==== DOCUMENT ====

How did I get this lucky?

I have seen my share of arrogant leader-types, who think it is all about them.  I am sure I have my moments too.  But, sometimes the talent and spirit of the people around you is too impressive to ignore. I am a blessed man.  Because of the people I have been privileged to serve alongside, I am a better man.  If I can add value to others as they have added value to me, then I will have lived a good life.  But, they sure did set the bar pretty high. 

Guess I can’t retire anytime soon…

Wednesday, March 9, 2011

What I would rather not admit….

Over the last few weeks at Woodcrest, we have worked through the subject of hurt; the hurt we carry and the hurt we cause. We spent a lot of time talking about forgiveness.  We defined it.  We illustrated what happens when we don’t extend it as well as the mess we can create.  We talked about how to ask for it and why it matters so much.

When all was said and done, it turned out to be a rather emotional series.  My inbox has been full.  I have had more Facebook messages in the last two weeks than I have had in a long time.  My appointment calendar is packed, as well.  The point is that people have had a lot of questions and a lot of specific concerns that reminded me of something I have been thinking about for some time as it relates to my own relational journey.

I want to share something more on the personal side.  I feel more than a bit vulnerable putting this out there, because it can be so easily misunderstood.  But, in the course of my conversations over the last few weeks, I realize that what I myself have been addressing may not be mine alone to bear.

Once a quarter, I take a three day break in order to get away and spend some time in silence and solitude in order to pay closer attention to what is happening in my soul.  Sometimes it is not easy to figure out what is really going on “down there.”  This has been very fruitful for me.  A question I have been pondering for the last year or so is about love. “Why do I love people?”  I have tried to honestly evaluate my core motivations on this all important subject – especially for people in ministry.

==== INFORMATION GIVEN ====

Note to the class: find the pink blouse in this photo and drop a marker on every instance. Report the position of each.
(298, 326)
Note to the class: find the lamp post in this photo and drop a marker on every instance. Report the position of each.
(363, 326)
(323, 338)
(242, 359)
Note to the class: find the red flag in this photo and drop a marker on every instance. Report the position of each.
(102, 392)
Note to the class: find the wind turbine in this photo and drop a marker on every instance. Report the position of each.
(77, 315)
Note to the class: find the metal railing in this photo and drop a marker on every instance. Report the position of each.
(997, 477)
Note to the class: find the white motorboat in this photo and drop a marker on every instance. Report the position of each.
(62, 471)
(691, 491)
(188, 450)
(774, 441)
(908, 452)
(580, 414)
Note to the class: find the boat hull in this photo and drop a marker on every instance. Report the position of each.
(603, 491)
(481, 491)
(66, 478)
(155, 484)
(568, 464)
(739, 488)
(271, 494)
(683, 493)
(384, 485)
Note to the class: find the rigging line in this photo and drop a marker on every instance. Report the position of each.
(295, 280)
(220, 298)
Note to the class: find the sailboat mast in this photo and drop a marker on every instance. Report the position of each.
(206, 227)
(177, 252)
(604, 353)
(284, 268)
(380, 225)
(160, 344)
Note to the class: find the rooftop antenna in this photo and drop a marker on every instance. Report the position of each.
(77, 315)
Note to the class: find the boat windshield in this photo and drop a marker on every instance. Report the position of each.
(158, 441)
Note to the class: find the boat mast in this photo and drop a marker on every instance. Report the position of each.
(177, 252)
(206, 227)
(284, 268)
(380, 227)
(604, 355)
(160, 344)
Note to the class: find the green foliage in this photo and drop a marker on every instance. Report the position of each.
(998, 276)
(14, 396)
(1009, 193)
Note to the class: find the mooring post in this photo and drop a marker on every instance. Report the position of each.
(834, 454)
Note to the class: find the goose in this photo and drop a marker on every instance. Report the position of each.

====

WRITTEN PROBLEM 1:
Answer these questions about the blog post on forgiveness and love:
(a) What subject did the writer's church work through over the last few weeks at Woodcrest?
(b) How often does the writer take a three-day break for silence and solitude?
(c) What question has the writer been pondering for the last year or so?
WRITTEN PROBLEM 2: Resume the blog post on forgiveness and love, starting right after its last sentence.
The records have no role here.

TASK RESULT 1:
(a) Hurt: the hurt we carry and the hurt we cause.
(b) Once a quarter.
(c) "Why do I love people?"

TASK RESULT 2:
What is my motivation for love?

My initial thoughts were as follows.  On one level I thought of love as a decision one makes in response to Christ’s command.  If we are to be about anything as Christ followers it is love.  We are commanded to love God and people.  It is a step of obedience.  In fact, Jesus said it was (and is) the most important thing.

Beyond that, I love because I am drawn to certain kinds of people.  I find them attractive spiritually, emotionally, and/or physically.  We have things in common.  We can joke and laugh together.  I like this kind of love.  It is easy, and it is fun.

So there is a love prompted by duty, and a love prompted by pleasure.  

All this made sense to me except for the fact that I often found myself disappointed by love.  This didn’t make sense to me.  Because, if I tried to do this well (and it was the most important thing), why wasn’t it more satisfying?

What I have come to understand and see about myself is that my practice of love is much less mature than I would like to believe.  What I have discovered is that, more often than not, my love isn’t really about God or other people at all.  It is actually about me and what I hope to get out of it.  I love God because of the blessings I hope that He will bring me.  I love people so that they will be nice to me, like me, and think I am a good guy.  I know this because if God doesn’t “love me back” in the ways I think I deserve, then I am disappointed and mad.  If other people don’t reciprocate my love in the way I hope, I am disappointed there as well.  One of the biggest heart aches of my life is that my expectations are rarely (if ever) met.

That sucks! 

Nor is it really love!

I don’t want to stay here.  I want to learn increasingly about real love.  I haven’t figured all this out yet, but one of the things that is increasingly making sense to me is that when I try to manage my own love needs through how I love God and others, I am regularly disappointed.  Will God love me in the ways I expect? Will people reciprocate my love in the ways I think I need?  

No!  

So, what I have been trying to do is find times to let God love me in the ways He prefers by just being more available to Him in seasons of silence and solitude.  To not be demanding.  To not set unrealistic expectations.  Just let Him love me.  He does so generously.  Over time, that has begun to lower my expectations about what people give me – because I am no longer as needy.  I don’t “need” them to do certain things in certain ways for me to feel like they have responded with a “reasonable” level of return love.  I seem freer to love in a way that is actually more unconditional.  Dare I say that?  Conversely, I think I am also freer to ask for what is reasonable without being manipulative and codependent.

Do, I always get that right?  No.  Do I still have to manage expectations?  Yes!  However, slowly but surely I see things shifting.
 
I share all this because when we are talking about the relational hurts of life, we can’t just think in terms of improving our capacity at managing the disappointment, frustrations and debilitating moments of relational break-down.  In addition, we need to ask the more penetrating question of “Why does all this matter to me so much in the first place?” 

If my candor helps prompt that kind of reflection, it will have been a worthwhile risk.